-- Your objective --
In your copy, reproduce each entry exactly and include no picture.

(Given data begins)

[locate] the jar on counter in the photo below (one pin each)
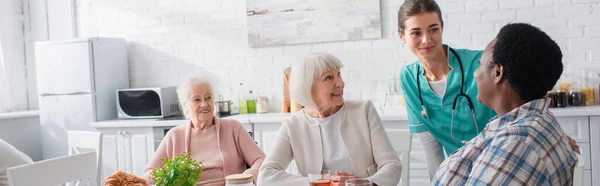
(262, 104)
(552, 95)
(575, 98)
(239, 180)
(587, 90)
(561, 99)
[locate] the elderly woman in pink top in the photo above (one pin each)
(222, 145)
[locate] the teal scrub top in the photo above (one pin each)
(440, 110)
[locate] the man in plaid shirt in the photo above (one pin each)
(524, 144)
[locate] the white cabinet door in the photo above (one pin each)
(264, 134)
(418, 166)
(138, 144)
(111, 161)
(576, 126)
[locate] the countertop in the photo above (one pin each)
(20, 114)
(278, 117)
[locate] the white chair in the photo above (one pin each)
(56, 171)
(578, 170)
(83, 141)
(401, 141)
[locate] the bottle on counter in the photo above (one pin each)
(552, 95)
(251, 103)
(242, 103)
(262, 104)
(575, 97)
(588, 88)
(561, 99)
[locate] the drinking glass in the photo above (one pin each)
(359, 182)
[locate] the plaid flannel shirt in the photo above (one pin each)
(523, 147)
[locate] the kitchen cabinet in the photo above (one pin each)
(594, 173)
(127, 149)
(418, 165)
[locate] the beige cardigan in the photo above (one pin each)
(365, 139)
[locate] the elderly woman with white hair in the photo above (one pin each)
(330, 133)
(222, 145)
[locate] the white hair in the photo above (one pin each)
(183, 90)
(304, 73)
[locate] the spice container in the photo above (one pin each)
(561, 99)
(251, 103)
(552, 95)
(588, 88)
(239, 180)
(262, 104)
(575, 97)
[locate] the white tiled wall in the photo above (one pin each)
(173, 37)
(13, 68)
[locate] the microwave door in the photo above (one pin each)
(139, 104)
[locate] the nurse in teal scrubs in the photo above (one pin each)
(440, 79)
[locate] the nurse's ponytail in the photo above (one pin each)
(414, 7)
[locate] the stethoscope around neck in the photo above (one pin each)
(460, 94)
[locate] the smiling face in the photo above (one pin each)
(423, 35)
(201, 104)
(328, 89)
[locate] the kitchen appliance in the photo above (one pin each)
(156, 102)
(76, 82)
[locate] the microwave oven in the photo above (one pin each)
(158, 102)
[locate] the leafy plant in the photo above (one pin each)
(181, 170)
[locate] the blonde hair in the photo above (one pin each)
(304, 73)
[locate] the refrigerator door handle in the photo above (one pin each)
(66, 94)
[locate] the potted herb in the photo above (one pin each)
(179, 171)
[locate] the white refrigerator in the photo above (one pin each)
(76, 81)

(Given data ends)

-- Exercise response --
[locate] the jar on counter in the photo below (one pin each)
(262, 104)
(552, 95)
(575, 98)
(239, 180)
(587, 90)
(561, 99)
[locate] the elderly woman in pink top in the photo above (one pin each)
(222, 145)
[locate] the teal scrub top in the photo above (one pin each)
(440, 110)
[locate] the man in plaid shirt in the photo above (one pin each)
(524, 144)
[locate] the white cabinet door in the photo above (one pin each)
(264, 134)
(418, 166)
(138, 144)
(111, 161)
(576, 126)
[locate] the countertop in the photo above (one pin each)
(20, 114)
(278, 117)
[locate] the white chair in the photo above (one pin each)
(56, 171)
(578, 170)
(83, 141)
(401, 141)
[locate] the bottle on counter in the photo above (one pin each)
(552, 95)
(251, 103)
(242, 103)
(262, 104)
(575, 97)
(588, 88)
(561, 99)
[locate] the drinking glass in the photo above (one pin each)
(359, 182)
[locate] the plaid flannel shirt in the photo above (one pin each)
(523, 147)
[locate] the kitchen cabinet in the photo above (one pin each)
(594, 173)
(127, 149)
(418, 165)
[locate] the beige cardigan in the photo above (one pin each)
(365, 139)
[locate] the elderly woman with white hair in the photo above (one pin each)
(330, 133)
(222, 145)
[locate] the white hair in the photo above (one pin each)
(183, 90)
(304, 73)
[locate] the spice container in the photo above (one pin each)
(561, 99)
(251, 103)
(552, 95)
(588, 88)
(239, 180)
(262, 104)
(575, 97)
[locate] the white tiled wall in the photo above (one pin each)
(173, 37)
(13, 68)
[locate] the microwave door in the photo above (one pin each)
(139, 104)
[locate] the nurse in teal scrubs in the photo above (one pin each)
(440, 79)
[locate] the nurse's ponytail in the photo above (one pin each)
(414, 7)
[locate] the stethoscope around neck in the photo above (one pin each)
(460, 94)
[locate] the smiling face in the photo above (one pin each)
(423, 35)
(201, 104)
(328, 89)
[locate] the kitchen appliance in the photo above (one pin each)
(156, 102)
(76, 82)
[locate] the microwave oven in the photo above (one pin each)
(158, 102)
[locate] the leafy plant in the photo above (one pin each)
(181, 170)
[locate] the blonde hair in the photo above (one pin each)
(304, 73)
[locate] the refrigerator door handle in the photo above (one pin each)
(66, 94)
[locate] the potted herb in the photo above (one pin each)
(179, 171)
[locate] the white refrigerator in the photo above (one pin each)
(76, 81)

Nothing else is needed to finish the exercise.